• [Exercise brief]:
Display each line of the entries below that contains the word "building", reproducing every such line in full.

• [Dataset entries]:
◇ ◇ ◇ ◇ ◇

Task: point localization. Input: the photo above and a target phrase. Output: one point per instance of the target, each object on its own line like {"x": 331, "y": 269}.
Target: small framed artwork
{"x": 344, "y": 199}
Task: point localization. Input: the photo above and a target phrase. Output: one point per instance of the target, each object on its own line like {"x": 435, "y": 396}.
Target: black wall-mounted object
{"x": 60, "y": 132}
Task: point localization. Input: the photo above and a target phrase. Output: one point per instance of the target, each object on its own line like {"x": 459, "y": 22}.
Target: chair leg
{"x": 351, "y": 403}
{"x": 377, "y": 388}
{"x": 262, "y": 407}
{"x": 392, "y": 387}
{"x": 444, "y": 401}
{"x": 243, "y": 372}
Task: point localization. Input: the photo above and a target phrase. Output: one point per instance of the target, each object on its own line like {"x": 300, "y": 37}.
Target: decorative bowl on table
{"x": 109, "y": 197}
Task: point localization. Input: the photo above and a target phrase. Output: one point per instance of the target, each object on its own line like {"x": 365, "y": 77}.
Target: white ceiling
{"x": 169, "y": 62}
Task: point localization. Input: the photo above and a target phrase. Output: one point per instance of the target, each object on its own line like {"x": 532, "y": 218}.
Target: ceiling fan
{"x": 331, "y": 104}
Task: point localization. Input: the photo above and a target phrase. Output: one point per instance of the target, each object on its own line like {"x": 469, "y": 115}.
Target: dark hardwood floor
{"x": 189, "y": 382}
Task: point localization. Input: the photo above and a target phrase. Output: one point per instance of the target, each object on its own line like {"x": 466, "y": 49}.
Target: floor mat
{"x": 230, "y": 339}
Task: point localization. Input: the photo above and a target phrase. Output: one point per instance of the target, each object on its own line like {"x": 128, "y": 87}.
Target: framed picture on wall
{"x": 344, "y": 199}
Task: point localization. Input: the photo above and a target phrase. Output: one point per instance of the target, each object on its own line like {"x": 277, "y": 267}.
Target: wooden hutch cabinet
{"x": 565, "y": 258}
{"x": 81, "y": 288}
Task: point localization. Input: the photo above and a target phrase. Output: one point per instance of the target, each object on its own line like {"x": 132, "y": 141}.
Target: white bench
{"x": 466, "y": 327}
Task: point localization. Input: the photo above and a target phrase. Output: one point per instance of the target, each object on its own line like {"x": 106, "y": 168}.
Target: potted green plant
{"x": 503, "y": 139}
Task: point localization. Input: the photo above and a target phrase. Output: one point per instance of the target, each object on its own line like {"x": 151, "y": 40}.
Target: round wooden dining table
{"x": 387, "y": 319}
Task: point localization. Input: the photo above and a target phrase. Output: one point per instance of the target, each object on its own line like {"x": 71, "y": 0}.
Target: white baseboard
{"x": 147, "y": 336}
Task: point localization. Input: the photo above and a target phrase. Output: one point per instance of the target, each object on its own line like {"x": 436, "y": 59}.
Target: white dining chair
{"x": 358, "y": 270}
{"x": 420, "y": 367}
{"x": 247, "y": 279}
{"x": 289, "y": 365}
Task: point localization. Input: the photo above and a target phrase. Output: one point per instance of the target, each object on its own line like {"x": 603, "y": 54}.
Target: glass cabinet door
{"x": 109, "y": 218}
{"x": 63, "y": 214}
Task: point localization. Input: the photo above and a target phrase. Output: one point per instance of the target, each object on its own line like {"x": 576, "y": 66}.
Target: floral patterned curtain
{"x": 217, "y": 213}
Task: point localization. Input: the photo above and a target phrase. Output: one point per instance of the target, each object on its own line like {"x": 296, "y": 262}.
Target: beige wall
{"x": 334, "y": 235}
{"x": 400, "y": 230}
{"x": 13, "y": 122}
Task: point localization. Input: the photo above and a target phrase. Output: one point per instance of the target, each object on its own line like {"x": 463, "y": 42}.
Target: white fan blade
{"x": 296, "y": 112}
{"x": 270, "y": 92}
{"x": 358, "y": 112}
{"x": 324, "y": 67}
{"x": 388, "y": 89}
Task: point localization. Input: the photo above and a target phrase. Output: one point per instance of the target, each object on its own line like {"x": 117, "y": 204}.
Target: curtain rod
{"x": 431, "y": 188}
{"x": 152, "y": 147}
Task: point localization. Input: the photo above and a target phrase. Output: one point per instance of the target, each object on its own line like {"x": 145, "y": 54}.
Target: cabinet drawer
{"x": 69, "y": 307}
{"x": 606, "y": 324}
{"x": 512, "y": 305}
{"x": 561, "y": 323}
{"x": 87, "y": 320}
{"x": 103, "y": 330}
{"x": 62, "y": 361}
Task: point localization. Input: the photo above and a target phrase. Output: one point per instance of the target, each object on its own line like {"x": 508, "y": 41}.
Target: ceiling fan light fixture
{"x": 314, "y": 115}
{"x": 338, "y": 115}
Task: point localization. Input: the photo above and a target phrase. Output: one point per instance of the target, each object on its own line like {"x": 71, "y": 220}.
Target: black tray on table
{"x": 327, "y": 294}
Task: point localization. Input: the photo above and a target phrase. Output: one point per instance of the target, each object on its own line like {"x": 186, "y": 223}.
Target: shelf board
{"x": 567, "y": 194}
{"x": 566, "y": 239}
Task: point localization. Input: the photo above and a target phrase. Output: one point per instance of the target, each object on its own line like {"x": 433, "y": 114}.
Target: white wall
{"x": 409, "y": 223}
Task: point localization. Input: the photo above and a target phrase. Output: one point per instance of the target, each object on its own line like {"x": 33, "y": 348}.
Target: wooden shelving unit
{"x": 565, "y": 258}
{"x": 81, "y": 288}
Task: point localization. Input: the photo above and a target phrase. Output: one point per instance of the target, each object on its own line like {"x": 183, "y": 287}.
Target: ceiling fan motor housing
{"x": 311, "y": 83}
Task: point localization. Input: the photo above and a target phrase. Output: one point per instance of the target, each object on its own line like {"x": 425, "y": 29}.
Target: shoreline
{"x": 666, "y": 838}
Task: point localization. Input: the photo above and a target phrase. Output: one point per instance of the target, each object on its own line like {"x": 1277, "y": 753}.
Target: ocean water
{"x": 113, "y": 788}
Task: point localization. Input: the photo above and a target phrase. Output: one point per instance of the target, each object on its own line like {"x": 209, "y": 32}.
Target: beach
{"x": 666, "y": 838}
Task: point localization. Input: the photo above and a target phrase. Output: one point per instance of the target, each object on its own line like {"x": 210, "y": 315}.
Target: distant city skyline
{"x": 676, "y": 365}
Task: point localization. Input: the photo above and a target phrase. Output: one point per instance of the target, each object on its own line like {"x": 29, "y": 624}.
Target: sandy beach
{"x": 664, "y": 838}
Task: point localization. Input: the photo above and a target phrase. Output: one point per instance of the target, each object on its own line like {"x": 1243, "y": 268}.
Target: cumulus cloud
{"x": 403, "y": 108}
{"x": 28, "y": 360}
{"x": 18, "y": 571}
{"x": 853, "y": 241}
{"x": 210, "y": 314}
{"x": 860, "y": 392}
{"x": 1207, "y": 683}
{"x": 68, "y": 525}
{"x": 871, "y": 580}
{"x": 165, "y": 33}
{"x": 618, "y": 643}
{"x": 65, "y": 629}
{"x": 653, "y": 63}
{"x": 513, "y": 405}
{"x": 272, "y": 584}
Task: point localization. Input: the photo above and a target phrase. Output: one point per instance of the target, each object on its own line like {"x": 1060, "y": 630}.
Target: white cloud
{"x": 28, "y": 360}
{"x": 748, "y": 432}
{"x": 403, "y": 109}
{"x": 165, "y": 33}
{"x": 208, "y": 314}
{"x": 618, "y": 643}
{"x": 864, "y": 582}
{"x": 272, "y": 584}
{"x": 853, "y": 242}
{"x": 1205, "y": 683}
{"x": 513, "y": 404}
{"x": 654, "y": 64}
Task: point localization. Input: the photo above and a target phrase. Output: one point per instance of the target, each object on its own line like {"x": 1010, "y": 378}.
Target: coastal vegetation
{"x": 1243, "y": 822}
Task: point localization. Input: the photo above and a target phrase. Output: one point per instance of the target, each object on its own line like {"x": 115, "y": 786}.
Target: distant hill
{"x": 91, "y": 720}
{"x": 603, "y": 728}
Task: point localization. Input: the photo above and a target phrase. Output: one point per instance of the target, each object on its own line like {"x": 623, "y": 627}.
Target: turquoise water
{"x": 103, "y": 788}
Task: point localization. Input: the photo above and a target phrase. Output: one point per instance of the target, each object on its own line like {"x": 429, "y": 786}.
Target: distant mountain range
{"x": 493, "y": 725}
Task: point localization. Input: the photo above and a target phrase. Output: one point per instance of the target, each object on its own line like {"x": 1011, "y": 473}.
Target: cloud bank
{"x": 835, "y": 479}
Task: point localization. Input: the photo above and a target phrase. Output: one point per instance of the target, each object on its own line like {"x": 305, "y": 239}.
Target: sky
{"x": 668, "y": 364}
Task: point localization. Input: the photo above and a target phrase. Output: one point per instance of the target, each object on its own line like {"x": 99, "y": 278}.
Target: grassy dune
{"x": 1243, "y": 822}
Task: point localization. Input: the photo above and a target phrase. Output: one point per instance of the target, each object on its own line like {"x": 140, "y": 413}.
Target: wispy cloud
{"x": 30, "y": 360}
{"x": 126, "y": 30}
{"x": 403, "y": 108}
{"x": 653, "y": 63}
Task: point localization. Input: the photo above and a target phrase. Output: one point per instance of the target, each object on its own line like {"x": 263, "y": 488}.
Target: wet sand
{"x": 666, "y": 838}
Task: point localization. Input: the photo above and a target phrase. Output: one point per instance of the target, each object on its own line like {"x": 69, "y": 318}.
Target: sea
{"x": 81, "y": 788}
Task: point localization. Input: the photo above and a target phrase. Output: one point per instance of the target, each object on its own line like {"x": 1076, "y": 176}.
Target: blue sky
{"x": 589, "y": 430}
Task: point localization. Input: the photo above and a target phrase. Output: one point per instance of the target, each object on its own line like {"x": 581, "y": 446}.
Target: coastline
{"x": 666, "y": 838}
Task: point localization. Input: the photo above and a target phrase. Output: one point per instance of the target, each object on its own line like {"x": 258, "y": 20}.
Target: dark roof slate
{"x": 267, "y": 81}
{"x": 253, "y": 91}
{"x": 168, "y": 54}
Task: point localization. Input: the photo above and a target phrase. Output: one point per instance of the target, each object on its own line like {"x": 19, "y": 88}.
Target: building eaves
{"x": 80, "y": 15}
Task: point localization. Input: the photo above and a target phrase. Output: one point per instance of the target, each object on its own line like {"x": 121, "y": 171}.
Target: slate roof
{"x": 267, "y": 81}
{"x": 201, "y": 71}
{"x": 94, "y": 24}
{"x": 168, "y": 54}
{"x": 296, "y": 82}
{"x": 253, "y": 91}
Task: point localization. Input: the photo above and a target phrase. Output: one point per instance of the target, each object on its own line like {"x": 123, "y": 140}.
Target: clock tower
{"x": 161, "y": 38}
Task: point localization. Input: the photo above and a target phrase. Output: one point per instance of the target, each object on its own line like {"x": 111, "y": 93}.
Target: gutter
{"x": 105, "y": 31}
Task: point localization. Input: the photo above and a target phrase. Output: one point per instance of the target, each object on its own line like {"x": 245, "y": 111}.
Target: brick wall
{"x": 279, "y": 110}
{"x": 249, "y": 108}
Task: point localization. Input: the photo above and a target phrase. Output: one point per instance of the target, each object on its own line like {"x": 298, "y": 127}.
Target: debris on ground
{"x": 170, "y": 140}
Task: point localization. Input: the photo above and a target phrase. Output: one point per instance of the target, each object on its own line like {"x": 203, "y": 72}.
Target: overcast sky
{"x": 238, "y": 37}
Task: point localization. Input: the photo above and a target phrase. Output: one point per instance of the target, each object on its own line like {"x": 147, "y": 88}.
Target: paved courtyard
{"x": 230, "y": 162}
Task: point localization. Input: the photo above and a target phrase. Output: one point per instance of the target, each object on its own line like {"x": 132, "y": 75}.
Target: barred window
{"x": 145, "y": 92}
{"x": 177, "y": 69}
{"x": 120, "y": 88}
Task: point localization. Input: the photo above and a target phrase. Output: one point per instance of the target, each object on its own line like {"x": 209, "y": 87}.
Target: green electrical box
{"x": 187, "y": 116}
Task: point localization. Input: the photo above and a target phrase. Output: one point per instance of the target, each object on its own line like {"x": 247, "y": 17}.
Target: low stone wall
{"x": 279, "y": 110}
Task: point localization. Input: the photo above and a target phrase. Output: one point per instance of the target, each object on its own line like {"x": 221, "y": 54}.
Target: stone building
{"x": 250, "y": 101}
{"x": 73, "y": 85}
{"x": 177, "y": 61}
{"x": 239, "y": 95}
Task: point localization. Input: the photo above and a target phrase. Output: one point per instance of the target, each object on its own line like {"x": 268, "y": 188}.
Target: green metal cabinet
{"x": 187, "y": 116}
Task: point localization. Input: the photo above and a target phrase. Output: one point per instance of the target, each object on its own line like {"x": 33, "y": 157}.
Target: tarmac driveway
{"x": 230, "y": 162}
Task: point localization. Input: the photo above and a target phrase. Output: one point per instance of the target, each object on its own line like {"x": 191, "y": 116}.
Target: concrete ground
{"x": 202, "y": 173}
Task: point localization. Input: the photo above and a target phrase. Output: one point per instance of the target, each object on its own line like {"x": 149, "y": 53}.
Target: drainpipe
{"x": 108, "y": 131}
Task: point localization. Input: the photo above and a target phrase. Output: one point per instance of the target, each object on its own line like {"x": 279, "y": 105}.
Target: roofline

◇ ◇ ◇ ◇ ◇

• [Solved exercise]:
Target: building eaves
Target: stone building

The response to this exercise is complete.